Sébastien de La Ruelle (died 16 April 1637) was a mayor of the city of Liège who was assassinated for his opposition to the policies of the prince-bishop of Liège, Ferdinand of Bavaria.

==Office==
La Ruelle was a leader of the "Grignoux" party in Liège, which sought a French alliance to counterbalance the prince-bishop's alliance with the Habsburgs, and opposed the growth of absolutism in city government. He was elected as one of the mayors of Liège in 1630, but the prince-bishop declared the election fraudulent and refused to confirm him in the office. La Ruelle was re-elected on 14 July 1635, after the outbreak of open war between France and the Habsburgs.

He left office on 24 July 1636, but was still identified as the head of the party that supported the presence of French troops in the prince-bishopric as a counterweight to Habsburg influence. He survived an attempt on his life on 3 November 1636, when a rider fired a shot in his direction that hit and injured his wife, Ida de Cerf.

==Assassination==
In April 1637 he accepted an invitation to dine at the house of René de Renesse, 1st Count of Warfusée, who had been living in exile in Liège since the failure of the Conspiracy of Nobles (1632). Louis XIII's envoy in Liège, René-Louis de Ficquelmont, abbé de Mouzon, was also invited. At the banquet, after drinking the health of the King of France, La Ruelle was murdered by a party of Spanish soldiers that Warfusée had smuggled into Liège for the purpose.

When the murder became known, popular reaction was extreme. Warfusée was hanged out of hand by the mob, and they went on the rampage against prominent members of the "Spanish party", few of whom were implicated in the murder.

La Ruelle was buried in the church of St. Martin-en-Ile in Liège, with his funeral mass taking place in St. Lambert's Cathedral, Liège, on 2 May 1637.

#### [Supplied material]
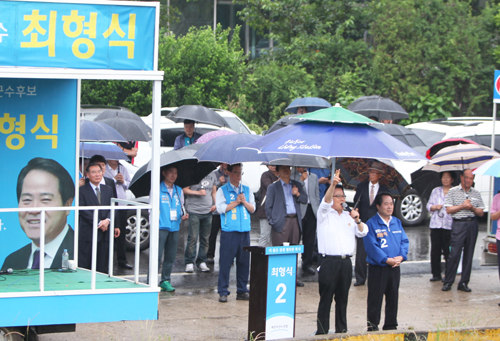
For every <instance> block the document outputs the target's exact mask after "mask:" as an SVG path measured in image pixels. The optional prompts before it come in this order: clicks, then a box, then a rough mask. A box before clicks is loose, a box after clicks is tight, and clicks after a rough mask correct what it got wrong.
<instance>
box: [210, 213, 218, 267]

#### [Required action 1]
From the La Ruelle passage, print the stretch from "When the murder" through "in the murder.".
#### [Required action 2]
Condense the paragraph of the La Ruelle passage that begins "In April 1637" into a shorter version that keeps its main facts.
The material has no role in this work.

#### [Your response 1]
When the murder became known, popular reaction was extreme. Warfusée was hanged out of hand by the mob, and they went on the rampage against prominent members of the "Spanish party", few of whom were implicated in the murder.

#### [Your response 2]
In April 1637 La Ruelle accepted a dinner invitation from René de Renesse, 1st Count of Warfusée, who had lived in exile in Liège since the failed Conspiracy of Nobles (1632). Louis XIII's envoy, René-Louis de Ficquelmont, abbé de Mouzon, was also invited. After toasting the King of France at the banquet, La Ruelle was murdered by Spanish soldiers whom Warfusée had smuggled into Liège for that purpose.